* _What is required_
Quote the data below in full, please, without altering anything.

━━━ Materials provided ━━━

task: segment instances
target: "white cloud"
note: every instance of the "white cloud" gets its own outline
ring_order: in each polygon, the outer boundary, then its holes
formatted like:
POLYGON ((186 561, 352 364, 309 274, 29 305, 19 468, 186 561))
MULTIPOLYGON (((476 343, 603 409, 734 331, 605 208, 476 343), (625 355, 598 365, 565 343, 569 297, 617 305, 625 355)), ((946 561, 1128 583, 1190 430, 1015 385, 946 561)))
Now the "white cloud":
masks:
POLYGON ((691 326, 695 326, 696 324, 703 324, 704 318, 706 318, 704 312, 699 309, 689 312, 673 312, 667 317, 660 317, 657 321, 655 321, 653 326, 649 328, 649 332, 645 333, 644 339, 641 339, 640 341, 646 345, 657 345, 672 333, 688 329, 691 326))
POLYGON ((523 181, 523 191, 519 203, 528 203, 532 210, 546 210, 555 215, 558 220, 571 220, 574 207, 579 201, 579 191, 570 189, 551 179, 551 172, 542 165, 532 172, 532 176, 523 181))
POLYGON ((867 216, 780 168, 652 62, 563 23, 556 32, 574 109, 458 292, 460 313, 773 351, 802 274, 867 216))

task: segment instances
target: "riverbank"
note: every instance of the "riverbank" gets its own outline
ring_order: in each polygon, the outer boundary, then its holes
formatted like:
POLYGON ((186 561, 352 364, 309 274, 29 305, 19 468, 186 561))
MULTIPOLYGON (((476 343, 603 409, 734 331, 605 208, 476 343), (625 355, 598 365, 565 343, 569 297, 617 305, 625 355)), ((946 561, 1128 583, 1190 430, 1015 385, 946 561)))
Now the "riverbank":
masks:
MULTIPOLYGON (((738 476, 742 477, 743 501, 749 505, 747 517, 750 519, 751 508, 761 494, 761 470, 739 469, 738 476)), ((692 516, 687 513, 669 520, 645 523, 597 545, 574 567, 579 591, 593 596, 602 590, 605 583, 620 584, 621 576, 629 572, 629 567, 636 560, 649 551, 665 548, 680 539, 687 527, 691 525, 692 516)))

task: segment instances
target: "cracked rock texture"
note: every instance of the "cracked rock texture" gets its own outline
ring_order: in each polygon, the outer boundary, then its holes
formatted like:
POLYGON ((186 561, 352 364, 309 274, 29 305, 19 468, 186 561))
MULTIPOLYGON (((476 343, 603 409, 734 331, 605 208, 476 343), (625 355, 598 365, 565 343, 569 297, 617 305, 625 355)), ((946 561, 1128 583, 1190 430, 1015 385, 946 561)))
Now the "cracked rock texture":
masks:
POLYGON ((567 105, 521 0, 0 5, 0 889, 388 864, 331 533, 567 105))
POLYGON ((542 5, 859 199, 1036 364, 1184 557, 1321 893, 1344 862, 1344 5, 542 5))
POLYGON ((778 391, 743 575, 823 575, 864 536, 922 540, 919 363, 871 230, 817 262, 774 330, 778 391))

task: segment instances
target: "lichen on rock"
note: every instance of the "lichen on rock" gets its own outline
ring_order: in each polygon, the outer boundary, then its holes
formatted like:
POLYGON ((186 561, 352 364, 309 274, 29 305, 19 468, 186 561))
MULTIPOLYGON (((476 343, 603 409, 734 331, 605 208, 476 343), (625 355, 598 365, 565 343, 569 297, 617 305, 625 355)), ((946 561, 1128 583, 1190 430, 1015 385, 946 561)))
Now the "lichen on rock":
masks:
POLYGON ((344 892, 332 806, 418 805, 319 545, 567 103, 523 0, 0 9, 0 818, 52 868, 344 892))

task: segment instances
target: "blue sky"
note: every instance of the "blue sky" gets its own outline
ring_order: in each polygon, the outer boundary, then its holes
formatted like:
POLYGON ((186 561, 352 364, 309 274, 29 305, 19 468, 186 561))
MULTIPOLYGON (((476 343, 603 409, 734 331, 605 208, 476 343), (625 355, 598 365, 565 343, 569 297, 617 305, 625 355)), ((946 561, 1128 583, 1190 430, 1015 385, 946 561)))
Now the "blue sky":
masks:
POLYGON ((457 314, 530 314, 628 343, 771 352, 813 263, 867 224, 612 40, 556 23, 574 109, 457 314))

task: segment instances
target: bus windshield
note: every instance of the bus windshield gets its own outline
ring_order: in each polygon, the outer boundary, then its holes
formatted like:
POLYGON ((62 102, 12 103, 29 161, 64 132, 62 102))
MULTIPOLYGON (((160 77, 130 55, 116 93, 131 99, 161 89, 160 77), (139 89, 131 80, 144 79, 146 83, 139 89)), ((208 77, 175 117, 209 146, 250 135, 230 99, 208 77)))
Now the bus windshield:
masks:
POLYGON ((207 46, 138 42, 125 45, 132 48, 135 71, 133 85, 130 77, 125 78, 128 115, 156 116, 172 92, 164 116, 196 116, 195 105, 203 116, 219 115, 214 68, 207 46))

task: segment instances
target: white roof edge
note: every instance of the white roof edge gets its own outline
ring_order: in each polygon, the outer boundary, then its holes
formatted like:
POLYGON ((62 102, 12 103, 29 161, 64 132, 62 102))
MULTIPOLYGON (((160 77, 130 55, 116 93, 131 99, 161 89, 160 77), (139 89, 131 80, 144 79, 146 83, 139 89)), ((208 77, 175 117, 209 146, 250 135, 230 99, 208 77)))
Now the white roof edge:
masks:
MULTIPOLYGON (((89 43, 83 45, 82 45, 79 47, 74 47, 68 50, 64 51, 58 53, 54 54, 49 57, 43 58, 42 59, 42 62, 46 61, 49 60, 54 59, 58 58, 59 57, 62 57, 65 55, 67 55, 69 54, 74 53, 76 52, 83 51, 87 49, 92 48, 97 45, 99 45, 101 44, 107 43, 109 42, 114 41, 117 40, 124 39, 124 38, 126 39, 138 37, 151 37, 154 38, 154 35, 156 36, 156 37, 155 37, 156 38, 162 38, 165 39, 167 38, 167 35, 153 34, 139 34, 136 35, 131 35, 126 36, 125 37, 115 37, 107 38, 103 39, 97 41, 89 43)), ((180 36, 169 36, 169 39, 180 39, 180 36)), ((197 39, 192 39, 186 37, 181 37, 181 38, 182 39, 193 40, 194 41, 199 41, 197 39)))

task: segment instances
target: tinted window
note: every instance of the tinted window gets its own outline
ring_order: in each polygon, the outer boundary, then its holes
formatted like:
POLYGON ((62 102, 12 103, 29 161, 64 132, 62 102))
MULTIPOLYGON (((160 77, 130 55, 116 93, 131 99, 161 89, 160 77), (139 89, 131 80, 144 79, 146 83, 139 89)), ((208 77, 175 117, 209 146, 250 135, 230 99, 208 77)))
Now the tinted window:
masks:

━━━

* _The solution_
task: segment instances
target: "white cloud"
note: every instance of the "white cloud" gets its own outline
ring_order: in each polygon, the outer boundary, then its holes
formatted like:
POLYGON ((186 561, 352 364, 309 274, 29 305, 19 468, 186 561))
MULTIPOLYGON (((476 343, 603 409, 734 331, 605 208, 476 343), (625 355, 598 365, 565 343, 569 297, 617 305, 625 355)), ((946 561, 1128 583, 1190 430, 1015 385, 946 561)))
Now the "white cloud":
masks:
POLYGON ((691 326, 695 326, 696 324, 703 324, 704 318, 706 318, 704 312, 699 309, 689 312, 673 312, 667 317, 660 317, 657 321, 655 321, 653 326, 649 328, 649 332, 645 333, 644 339, 641 339, 640 341, 646 345, 657 345, 672 333, 688 329, 691 326))
POLYGON ((523 181, 523 191, 519 203, 528 203, 532 210, 546 210, 555 215, 558 220, 571 220, 574 207, 579 201, 579 191, 570 189, 551 179, 551 172, 542 165, 532 172, 532 176, 523 181))
POLYGON ((867 216, 780 168, 652 62, 563 23, 556 32, 574 109, 458 292, 460 313, 773 351, 802 274, 867 216))

task: segment instances
target: "riverbank"
note: every instance of the "riverbank" gets its own outline
ring_order: in each polygon, the outer boundary, then its holes
formatted like:
POLYGON ((186 561, 352 364, 309 274, 29 305, 19 468, 186 561))
MULTIPOLYGON (((476 343, 603 409, 734 331, 605 208, 476 343), (625 355, 598 365, 565 343, 569 297, 617 305, 625 355)), ((946 561, 1128 583, 1190 430, 1015 385, 946 561)))
Now the "riverbank":
masks:
MULTIPOLYGON (((738 476, 742 477, 743 501, 749 505, 747 517, 750 519, 751 508, 761 494, 761 470, 739 469, 738 476)), ((692 516, 687 513, 669 520, 645 523, 597 545, 574 567, 579 591, 593 596, 602 590, 605 583, 620 584, 621 576, 629 572, 629 567, 636 560, 649 551, 665 548, 680 539, 687 527, 691 525, 692 516)))

task: segment instances
target: "cracked rock texture"
note: every instance of the "cracked rock texture" gets its own outline
ring_order: in each polygon, the outer boundary, then its holes
formatted like:
POLYGON ((186 561, 352 364, 309 274, 29 305, 19 468, 186 561))
MULTIPOLYGON (((476 343, 603 409, 734 331, 605 208, 476 343), (625 355, 598 365, 565 343, 569 297, 617 305, 625 355)), ((946 561, 1128 583, 1190 430, 1015 385, 946 561)))
Now the "cracked rock texture":
masks:
POLYGON ((567 105, 521 0, 0 5, 0 889, 388 864, 331 533, 567 105))
POLYGON ((542 5, 859 199, 1036 364, 1184 557, 1321 893, 1344 862, 1344 5, 542 5))
POLYGON ((778 391, 743 575, 823 575, 864 536, 922 540, 919 363, 871 230, 817 262, 774 330, 778 391))

task: segment instances
target: "lichen on rock"
note: every instance of the "lichen on rock" gets its own outline
ring_order: in each polygon, the outer boundary, then its holes
formatted like:
POLYGON ((186 561, 352 364, 309 274, 29 305, 19 468, 186 561))
MULTIPOLYGON (((476 343, 603 409, 734 331, 605 208, 476 343), (625 355, 598 365, 565 343, 569 297, 617 305, 625 355)), ((946 561, 1128 583, 1190 430, 1015 385, 946 561)))
Now the "lichen on rock":
masks:
POLYGON ((344 892, 332 806, 418 805, 319 545, 567 103, 523 0, 0 9, 0 818, 52 868, 344 892))

task: segment instances
target: "blue sky"
note: every instance of the "blue sky" gets its own outline
ring_order: in each polygon, the outer boundary, then its holes
formatted like:
POLYGON ((186 561, 352 364, 309 274, 29 305, 19 468, 186 561))
MULTIPOLYGON (((476 343, 603 409, 734 331, 605 208, 476 343), (625 355, 598 365, 565 343, 569 297, 617 305, 625 355)), ((946 561, 1128 583, 1190 430, 1015 385, 946 561)))
Now the "blue sky":
masks:
POLYGON ((457 314, 530 314, 628 343, 771 352, 813 263, 867 224, 612 40, 556 23, 574 109, 457 314))

task: segment instances
target: bus windshield
note: every instance of the bus windshield gets its own outline
ring_order: in each polygon, the outer boundary, then its holes
formatted like:
POLYGON ((62 102, 12 103, 29 161, 64 132, 62 102))
MULTIPOLYGON (((160 77, 130 55, 116 93, 131 99, 161 89, 160 77), (139 89, 131 80, 144 79, 146 83, 139 89)), ((208 77, 175 117, 209 146, 250 135, 230 99, 208 77)))
Now the bus windshield:
masks:
POLYGON ((207 46, 138 42, 125 45, 132 48, 135 71, 133 85, 130 77, 125 78, 128 115, 156 116, 172 92, 164 116, 196 116, 195 105, 203 116, 219 115, 214 68, 207 46))

task: segment instances
target: white roof edge
note: every instance of the white roof edge gets its own outline
ring_order: in each polygon, the outer boundary, then its holes
formatted like:
POLYGON ((62 102, 12 103, 29 161, 64 132, 62 102))
MULTIPOLYGON (((160 77, 130 55, 116 93, 131 99, 161 89, 160 77), (139 89, 131 80, 144 79, 146 83, 139 89)), ((208 77, 175 117, 209 146, 250 135, 230 99, 208 77)))
Now the white roof edge:
masks:
MULTIPOLYGON (((89 43, 83 45, 82 45, 79 47, 74 47, 68 50, 64 51, 58 53, 54 54, 49 57, 43 58, 42 59, 42 62, 46 61, 49 60, 54 59, 58 58, 59 57, 62 57, 65 55, 67 55, 69 54, 74 53, 76 52, 83 51, 87 49, 92 48, 97 45, 99 45, 101 44, 107 43, 109 42, 114 41, 117 40, 124 39, 124 38, 126 39, 138 37, 151 37, 154 38, 154 35, 156 36, 156 37, 155 37, 156 38, 162 38, 165 39, 167 38, 167 35, 153 34, 139 34, 136 35, 131 35, 126 36, 125 37, 115 37, 107 38, 103 39, 97 41, 89 43)), ((180 36, 169 36, 169 39, 180 39, 180 36)), ((197 39, 192 39, 186 37, 181 37, 181 38, 182 39, 193 40, 194 41, 199 41, 197 39)))

task: segment instances
target: tinted window
note: every instance of the tinted window gets its own outline
ring_order: in each polygon, the outer boundary, then its holes
formatted like:
POLYGON ((62 102, 12 103, 29 161, 64 132, 62 102))
MULTIPOLYGON (((160 77, 130 55, 116 93, 131 99, 161 89, 160 77), (139 89, 131 80, 144 79, 146 83, 139 89)), ((208 77, 175 117, 209 146, 250 135, 230 99, 208 77)))
Now the tinted window:
masks:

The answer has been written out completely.